February 5, 2003
Dear Dr. Irene,
My dad was a professional wrestler and was gone from
most of my childhood – always on the road. He was a BIG guy with
tattoos, and I always felt intimidated by him. My mother was always
there and loved me unconditionally. We traveled a lot. I was in a
different school every 6 months to a year. I was always the “new kid”
and was bullied and picked on. Looking back now, my seeds of
codependency were already planted: a father with Narcissistic traits,
a mother who was codependent - and me, with low self esteem.
As I got older I got more assertive and channeled my
energy into Meditation, the Gym, and studying martial arts. This
helped greatly. But through it all, I was taught that as a man,
I should ‘control’ my emotions – never display anger, etc.
I know that's destructive because it
disconnected you from your feelings, but there's also a positive here.
You learned self-discipline, an excellent requisite skill.
Then, I went to a military college (received lots of
abuse the first year, and dished it out the next three years) and I
got a degree in Psychology. Well, gee whiz!
Through those four years I first became a master at
taking abuse while standing at attention, and then a master at
dishing it out. After school I joined the military as an officer
and then came Desert Storm, but that’s another story in itself.

==============================

» Your objective:
Print the part of the letter that begins at the words "and was bullied" and stops after "a positive here.". The rows aren't needed to work with the letter.

» Dataset entries:
==============================

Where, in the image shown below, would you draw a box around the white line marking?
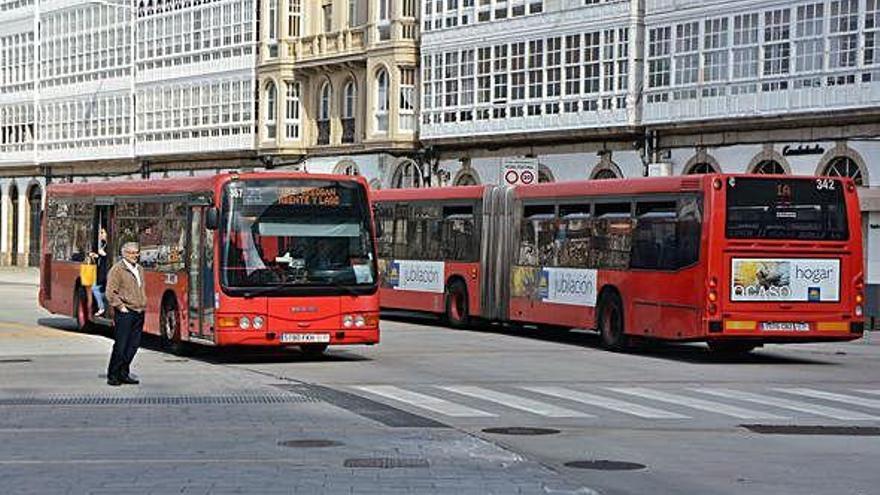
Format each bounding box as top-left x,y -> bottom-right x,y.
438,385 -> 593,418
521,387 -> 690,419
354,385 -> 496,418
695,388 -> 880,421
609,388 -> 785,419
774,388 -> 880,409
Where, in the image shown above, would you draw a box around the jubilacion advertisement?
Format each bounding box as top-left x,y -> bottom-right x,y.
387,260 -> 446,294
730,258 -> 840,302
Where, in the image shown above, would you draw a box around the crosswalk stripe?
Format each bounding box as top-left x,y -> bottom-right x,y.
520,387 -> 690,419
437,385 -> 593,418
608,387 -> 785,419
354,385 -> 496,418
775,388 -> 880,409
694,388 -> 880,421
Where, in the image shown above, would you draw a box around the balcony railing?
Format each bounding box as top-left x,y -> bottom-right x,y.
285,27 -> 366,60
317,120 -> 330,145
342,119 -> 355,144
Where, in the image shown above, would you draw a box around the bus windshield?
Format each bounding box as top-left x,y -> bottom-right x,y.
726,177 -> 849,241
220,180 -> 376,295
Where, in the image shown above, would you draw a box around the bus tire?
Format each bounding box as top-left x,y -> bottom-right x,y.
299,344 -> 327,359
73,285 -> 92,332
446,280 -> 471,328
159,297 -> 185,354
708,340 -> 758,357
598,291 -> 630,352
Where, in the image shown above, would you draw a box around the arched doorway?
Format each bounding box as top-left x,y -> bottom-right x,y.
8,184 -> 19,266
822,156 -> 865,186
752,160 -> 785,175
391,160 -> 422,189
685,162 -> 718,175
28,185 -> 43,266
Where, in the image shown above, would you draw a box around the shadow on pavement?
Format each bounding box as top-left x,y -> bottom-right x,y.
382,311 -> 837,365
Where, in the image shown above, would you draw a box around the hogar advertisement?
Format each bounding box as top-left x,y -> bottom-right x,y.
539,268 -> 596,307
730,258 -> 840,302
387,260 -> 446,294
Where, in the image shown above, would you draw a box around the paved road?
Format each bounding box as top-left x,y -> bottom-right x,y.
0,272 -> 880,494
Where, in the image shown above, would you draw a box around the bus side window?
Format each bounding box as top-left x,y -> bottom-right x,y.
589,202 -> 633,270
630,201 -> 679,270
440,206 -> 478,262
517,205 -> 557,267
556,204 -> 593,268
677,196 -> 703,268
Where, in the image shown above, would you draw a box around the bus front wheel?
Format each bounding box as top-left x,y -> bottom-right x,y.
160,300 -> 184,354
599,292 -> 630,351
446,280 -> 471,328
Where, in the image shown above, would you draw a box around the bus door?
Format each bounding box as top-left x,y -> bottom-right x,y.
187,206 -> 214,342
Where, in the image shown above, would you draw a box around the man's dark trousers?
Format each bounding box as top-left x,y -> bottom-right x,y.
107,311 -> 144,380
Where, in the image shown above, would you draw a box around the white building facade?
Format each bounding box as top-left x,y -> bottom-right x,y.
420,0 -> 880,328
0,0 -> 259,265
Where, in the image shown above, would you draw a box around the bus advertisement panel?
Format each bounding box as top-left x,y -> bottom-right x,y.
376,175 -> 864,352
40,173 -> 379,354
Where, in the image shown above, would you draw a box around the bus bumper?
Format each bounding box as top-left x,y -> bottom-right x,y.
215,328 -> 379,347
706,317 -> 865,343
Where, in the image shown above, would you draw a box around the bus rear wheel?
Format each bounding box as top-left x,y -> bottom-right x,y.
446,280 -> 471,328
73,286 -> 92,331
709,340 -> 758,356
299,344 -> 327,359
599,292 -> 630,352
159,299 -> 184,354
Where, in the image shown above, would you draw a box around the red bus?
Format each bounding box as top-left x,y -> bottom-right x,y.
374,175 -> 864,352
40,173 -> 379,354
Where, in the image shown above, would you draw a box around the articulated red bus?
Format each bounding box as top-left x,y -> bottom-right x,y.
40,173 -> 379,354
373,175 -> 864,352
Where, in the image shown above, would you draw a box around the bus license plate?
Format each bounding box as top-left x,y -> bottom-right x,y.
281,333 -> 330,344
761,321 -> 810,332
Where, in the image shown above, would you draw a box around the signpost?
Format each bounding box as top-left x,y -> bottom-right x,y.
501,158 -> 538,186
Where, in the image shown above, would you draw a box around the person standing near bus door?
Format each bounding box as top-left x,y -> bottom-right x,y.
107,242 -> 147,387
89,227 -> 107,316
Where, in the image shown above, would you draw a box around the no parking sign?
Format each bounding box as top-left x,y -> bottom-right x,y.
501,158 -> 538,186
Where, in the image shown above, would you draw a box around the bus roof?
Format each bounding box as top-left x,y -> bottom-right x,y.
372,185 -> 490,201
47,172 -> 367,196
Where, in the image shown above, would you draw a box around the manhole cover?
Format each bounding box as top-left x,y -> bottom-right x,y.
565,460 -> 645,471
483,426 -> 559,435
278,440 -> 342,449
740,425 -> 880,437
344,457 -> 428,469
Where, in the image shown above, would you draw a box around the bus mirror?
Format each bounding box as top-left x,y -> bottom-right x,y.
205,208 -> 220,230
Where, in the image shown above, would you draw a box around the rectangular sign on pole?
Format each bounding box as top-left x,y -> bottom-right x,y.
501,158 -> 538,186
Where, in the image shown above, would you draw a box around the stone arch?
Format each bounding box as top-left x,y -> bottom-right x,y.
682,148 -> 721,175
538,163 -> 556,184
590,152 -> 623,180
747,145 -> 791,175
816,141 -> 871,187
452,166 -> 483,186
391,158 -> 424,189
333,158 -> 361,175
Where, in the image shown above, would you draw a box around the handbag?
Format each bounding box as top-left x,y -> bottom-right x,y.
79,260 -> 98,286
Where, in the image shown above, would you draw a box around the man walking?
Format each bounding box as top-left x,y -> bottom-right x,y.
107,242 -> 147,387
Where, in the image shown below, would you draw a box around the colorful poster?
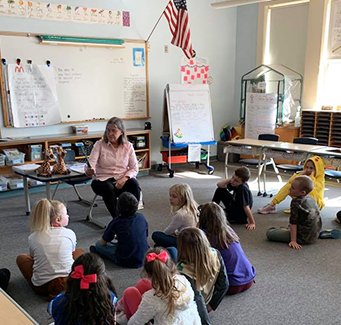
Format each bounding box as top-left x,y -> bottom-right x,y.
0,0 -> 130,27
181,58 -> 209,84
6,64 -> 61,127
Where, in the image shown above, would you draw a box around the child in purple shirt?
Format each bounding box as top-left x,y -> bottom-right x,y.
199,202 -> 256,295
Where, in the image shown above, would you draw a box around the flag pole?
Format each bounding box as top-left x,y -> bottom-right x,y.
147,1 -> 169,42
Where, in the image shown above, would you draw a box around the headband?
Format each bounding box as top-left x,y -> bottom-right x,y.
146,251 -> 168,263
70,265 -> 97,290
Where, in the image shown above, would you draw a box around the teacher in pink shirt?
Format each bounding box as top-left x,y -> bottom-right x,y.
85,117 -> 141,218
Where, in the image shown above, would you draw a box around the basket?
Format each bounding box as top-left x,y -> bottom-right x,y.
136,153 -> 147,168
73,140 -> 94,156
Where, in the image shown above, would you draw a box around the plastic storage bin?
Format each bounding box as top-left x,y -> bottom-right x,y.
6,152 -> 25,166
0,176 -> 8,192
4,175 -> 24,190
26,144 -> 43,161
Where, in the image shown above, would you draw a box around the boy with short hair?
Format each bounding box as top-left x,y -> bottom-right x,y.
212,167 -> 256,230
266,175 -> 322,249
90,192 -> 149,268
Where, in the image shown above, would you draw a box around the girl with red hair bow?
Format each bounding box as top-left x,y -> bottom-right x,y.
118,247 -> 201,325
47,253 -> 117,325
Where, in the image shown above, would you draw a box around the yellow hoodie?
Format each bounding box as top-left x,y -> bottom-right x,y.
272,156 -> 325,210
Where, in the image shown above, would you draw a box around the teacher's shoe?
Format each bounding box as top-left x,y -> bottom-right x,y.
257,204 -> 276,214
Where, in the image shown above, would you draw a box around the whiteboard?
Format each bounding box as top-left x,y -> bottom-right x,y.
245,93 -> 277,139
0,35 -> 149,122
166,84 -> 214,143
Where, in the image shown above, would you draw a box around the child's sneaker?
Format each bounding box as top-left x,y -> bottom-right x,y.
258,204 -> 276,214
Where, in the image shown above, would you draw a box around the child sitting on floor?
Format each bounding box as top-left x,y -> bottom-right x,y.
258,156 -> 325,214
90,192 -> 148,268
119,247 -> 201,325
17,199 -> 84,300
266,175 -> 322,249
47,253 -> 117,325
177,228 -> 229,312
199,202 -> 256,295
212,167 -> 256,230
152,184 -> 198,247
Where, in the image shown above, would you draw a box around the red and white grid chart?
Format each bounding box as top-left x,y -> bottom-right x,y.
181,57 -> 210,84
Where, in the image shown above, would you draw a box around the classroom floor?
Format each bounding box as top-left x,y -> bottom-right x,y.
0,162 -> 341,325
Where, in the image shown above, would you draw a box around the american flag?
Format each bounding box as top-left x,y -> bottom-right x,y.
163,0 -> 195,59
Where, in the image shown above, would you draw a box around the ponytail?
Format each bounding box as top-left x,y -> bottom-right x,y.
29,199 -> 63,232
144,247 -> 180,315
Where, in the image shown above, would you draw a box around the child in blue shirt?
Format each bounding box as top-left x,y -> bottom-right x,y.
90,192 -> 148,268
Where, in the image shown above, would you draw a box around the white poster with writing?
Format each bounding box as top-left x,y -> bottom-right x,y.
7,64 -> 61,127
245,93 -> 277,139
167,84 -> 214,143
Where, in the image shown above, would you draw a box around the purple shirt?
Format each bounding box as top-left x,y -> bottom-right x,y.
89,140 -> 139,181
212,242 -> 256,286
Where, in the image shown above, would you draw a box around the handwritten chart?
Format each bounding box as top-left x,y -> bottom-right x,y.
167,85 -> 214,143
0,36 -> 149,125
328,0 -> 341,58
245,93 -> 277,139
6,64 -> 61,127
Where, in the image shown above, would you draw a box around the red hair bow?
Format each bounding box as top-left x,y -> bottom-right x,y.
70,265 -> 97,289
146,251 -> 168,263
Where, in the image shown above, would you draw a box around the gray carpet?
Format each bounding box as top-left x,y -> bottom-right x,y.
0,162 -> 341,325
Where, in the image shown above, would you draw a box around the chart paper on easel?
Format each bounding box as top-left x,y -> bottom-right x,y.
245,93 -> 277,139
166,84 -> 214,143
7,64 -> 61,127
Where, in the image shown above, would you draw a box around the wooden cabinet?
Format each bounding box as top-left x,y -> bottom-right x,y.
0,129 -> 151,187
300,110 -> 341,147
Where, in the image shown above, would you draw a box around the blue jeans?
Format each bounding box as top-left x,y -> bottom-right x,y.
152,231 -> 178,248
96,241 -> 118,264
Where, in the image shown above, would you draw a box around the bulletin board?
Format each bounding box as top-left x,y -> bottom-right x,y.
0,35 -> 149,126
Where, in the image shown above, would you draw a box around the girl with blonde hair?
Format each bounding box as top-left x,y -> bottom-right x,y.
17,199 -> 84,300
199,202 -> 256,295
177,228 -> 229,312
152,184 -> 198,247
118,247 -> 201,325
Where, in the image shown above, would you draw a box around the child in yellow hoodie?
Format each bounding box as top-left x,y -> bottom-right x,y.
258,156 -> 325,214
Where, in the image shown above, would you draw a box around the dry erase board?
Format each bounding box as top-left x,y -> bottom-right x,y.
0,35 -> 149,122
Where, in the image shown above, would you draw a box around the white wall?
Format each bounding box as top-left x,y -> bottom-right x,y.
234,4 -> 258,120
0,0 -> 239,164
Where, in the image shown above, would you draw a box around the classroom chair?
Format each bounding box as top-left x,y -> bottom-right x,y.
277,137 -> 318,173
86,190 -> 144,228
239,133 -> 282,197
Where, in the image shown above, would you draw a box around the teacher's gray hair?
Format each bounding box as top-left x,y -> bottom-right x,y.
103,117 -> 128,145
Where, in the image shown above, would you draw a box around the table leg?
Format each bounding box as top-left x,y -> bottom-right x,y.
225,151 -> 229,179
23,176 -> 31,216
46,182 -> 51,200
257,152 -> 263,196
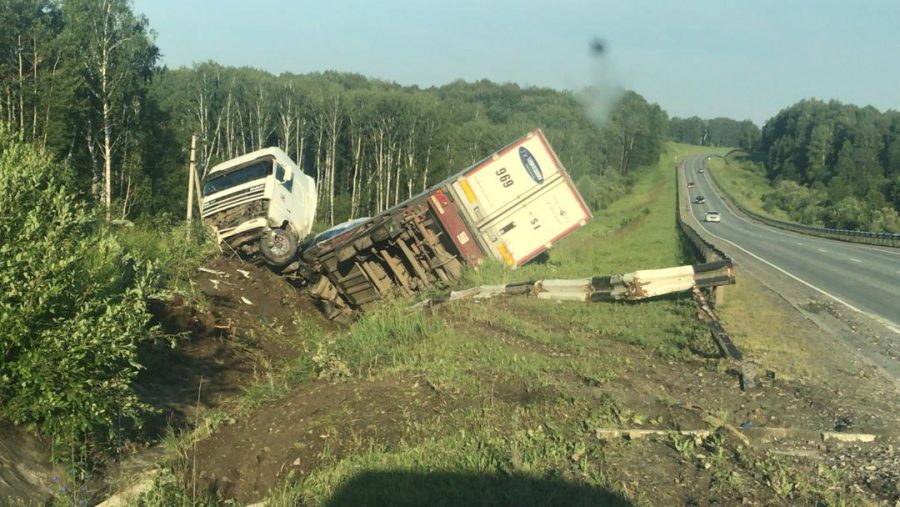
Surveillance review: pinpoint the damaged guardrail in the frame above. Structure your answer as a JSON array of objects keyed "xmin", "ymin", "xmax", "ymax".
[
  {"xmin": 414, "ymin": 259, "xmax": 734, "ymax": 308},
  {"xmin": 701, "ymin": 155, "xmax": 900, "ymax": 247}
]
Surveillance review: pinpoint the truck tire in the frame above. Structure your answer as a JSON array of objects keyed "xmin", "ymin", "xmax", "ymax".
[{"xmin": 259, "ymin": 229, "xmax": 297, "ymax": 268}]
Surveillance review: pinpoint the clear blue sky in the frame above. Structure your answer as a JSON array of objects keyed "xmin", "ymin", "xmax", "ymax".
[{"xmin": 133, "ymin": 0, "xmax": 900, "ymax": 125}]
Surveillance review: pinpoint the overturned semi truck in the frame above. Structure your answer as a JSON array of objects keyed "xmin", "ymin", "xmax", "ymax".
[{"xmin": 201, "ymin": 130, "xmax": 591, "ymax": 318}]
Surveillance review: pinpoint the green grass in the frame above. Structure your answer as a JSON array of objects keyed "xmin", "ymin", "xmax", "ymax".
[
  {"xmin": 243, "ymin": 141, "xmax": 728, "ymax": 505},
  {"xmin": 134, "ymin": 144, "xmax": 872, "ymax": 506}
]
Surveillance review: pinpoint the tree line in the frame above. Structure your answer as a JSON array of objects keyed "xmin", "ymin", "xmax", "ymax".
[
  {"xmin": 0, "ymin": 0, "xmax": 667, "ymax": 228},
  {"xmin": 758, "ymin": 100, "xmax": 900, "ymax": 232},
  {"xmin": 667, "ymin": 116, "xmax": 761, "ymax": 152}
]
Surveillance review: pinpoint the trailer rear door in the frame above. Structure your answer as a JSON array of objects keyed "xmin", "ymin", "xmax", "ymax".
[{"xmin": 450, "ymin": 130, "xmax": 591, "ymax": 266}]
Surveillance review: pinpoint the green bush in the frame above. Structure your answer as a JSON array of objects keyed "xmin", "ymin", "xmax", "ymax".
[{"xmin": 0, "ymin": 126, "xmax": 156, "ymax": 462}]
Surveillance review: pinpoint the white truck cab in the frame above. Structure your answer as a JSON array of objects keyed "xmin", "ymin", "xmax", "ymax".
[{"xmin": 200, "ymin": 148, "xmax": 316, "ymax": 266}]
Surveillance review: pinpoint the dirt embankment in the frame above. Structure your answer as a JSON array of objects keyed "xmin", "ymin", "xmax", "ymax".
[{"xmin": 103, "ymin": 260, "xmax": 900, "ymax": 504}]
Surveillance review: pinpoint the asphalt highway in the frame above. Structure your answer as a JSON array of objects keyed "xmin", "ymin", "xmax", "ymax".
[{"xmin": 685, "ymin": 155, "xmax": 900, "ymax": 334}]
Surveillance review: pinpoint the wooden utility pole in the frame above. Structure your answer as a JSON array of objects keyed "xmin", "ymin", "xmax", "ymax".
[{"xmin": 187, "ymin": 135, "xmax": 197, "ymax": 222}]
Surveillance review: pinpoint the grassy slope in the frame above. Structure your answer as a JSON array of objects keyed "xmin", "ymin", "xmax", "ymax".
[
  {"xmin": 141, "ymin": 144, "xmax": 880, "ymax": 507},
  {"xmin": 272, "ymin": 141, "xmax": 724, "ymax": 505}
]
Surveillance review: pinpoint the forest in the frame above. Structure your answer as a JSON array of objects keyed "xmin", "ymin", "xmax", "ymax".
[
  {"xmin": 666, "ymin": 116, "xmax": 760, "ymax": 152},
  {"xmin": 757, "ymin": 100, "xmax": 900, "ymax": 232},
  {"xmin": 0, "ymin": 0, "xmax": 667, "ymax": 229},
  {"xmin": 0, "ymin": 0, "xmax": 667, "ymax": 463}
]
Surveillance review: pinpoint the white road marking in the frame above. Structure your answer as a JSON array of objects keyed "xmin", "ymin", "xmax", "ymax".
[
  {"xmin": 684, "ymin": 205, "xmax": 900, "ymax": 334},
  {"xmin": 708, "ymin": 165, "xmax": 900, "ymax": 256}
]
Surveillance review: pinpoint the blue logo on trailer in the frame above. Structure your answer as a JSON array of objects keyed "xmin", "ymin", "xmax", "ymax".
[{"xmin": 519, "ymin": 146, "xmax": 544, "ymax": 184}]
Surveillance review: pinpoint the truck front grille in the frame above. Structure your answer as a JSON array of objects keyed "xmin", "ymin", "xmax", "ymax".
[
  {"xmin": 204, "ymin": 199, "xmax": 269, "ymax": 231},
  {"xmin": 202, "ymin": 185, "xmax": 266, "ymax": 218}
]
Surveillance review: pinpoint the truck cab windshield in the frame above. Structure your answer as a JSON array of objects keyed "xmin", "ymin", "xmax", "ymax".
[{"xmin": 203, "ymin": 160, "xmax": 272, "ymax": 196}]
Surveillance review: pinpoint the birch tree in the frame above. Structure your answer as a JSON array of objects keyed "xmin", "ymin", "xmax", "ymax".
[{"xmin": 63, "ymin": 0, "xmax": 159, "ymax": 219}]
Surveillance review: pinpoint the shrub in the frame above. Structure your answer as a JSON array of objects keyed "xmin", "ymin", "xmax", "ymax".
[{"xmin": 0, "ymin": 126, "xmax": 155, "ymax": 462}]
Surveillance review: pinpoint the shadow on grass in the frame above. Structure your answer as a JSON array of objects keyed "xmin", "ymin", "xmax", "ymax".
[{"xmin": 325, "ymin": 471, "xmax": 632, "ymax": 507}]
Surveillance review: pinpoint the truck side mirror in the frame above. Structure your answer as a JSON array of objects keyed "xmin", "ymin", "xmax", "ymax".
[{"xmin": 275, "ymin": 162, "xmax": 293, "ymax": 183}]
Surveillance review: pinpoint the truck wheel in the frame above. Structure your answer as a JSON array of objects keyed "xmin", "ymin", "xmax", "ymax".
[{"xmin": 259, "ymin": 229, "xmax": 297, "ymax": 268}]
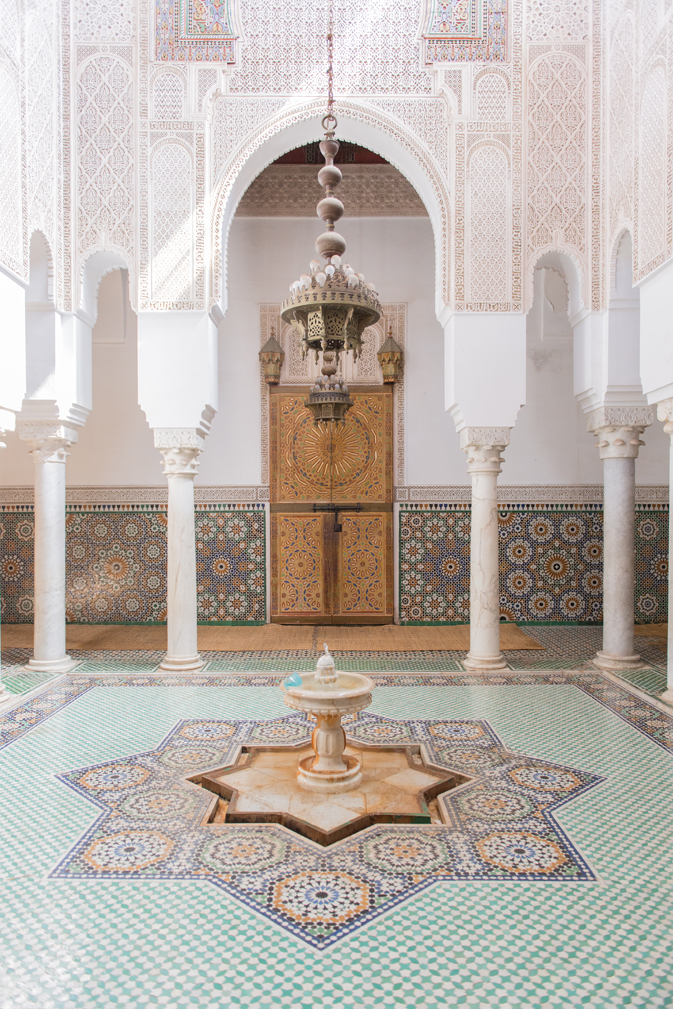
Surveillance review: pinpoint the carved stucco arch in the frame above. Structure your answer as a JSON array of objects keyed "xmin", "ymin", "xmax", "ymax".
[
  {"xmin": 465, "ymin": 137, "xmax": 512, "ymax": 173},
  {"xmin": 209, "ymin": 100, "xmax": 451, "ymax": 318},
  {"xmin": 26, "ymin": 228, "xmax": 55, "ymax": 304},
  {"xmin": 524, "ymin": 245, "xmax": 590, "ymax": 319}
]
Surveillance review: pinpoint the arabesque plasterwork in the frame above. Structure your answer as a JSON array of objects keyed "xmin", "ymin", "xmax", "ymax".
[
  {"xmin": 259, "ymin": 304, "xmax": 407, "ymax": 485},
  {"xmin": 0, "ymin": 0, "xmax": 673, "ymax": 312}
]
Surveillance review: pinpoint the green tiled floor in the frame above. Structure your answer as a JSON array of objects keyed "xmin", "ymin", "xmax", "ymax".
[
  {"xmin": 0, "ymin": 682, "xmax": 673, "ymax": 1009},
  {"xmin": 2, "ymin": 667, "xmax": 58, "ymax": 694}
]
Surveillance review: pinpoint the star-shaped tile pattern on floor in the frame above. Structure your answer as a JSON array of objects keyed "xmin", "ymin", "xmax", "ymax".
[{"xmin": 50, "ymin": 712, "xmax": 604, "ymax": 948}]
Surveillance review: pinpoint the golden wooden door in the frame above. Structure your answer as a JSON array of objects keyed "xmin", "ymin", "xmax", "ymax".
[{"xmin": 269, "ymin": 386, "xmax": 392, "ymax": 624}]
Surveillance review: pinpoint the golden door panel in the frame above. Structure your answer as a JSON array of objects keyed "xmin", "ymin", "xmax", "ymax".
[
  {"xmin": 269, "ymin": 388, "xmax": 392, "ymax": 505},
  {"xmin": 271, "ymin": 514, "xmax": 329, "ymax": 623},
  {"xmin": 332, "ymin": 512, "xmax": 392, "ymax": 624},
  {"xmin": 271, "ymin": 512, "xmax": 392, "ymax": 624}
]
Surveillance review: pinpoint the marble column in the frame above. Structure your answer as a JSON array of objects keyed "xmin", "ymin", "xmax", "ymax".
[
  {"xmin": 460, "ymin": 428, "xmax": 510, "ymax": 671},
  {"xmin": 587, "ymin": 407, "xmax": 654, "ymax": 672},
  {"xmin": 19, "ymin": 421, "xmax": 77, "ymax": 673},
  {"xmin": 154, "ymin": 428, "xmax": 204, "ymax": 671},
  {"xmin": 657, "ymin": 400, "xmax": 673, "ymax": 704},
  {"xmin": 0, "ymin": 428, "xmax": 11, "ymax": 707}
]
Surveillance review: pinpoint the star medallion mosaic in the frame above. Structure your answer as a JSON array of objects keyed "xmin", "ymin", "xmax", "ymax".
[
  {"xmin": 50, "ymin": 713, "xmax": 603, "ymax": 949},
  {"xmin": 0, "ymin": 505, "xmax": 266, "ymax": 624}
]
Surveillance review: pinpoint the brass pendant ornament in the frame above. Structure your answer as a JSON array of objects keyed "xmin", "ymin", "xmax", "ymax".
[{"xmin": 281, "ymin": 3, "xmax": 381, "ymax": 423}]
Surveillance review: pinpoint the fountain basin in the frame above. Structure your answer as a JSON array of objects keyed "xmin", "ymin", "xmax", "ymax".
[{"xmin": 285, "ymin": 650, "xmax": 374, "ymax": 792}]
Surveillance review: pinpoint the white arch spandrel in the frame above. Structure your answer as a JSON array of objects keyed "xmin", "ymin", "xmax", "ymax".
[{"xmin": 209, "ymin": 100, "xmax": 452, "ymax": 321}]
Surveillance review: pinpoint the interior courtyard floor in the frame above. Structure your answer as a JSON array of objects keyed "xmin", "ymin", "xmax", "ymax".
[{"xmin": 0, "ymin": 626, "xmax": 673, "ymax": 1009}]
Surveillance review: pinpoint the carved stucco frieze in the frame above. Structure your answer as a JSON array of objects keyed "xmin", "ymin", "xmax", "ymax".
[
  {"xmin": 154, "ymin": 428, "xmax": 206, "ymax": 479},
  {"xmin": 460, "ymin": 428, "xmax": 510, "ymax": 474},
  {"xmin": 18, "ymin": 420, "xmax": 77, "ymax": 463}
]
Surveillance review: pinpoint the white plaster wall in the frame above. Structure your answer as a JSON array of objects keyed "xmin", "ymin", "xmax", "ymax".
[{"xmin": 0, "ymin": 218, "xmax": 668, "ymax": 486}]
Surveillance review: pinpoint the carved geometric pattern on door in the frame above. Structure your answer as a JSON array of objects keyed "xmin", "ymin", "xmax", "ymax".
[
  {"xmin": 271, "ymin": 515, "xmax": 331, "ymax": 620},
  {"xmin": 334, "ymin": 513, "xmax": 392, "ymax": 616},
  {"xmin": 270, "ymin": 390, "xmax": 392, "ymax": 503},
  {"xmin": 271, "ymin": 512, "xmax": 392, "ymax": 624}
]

==============================

» Reply:
and was bullied and picked on. Looking back now, my seeds of
codependency were already planted: a father with Narcissistic traits,
a mother who was codependent - and me, with low self esteem.
As I got older I got more assertive and channeled my
energy into Meditation, the Gym, and studying martial arts. This
helped greatly. But through it all, I was taught that as a man,
I should ‘control’ my emotions – never display anger, etc.
I know that's destructive because it
disconnected you from your feelings, but there's also a positive here.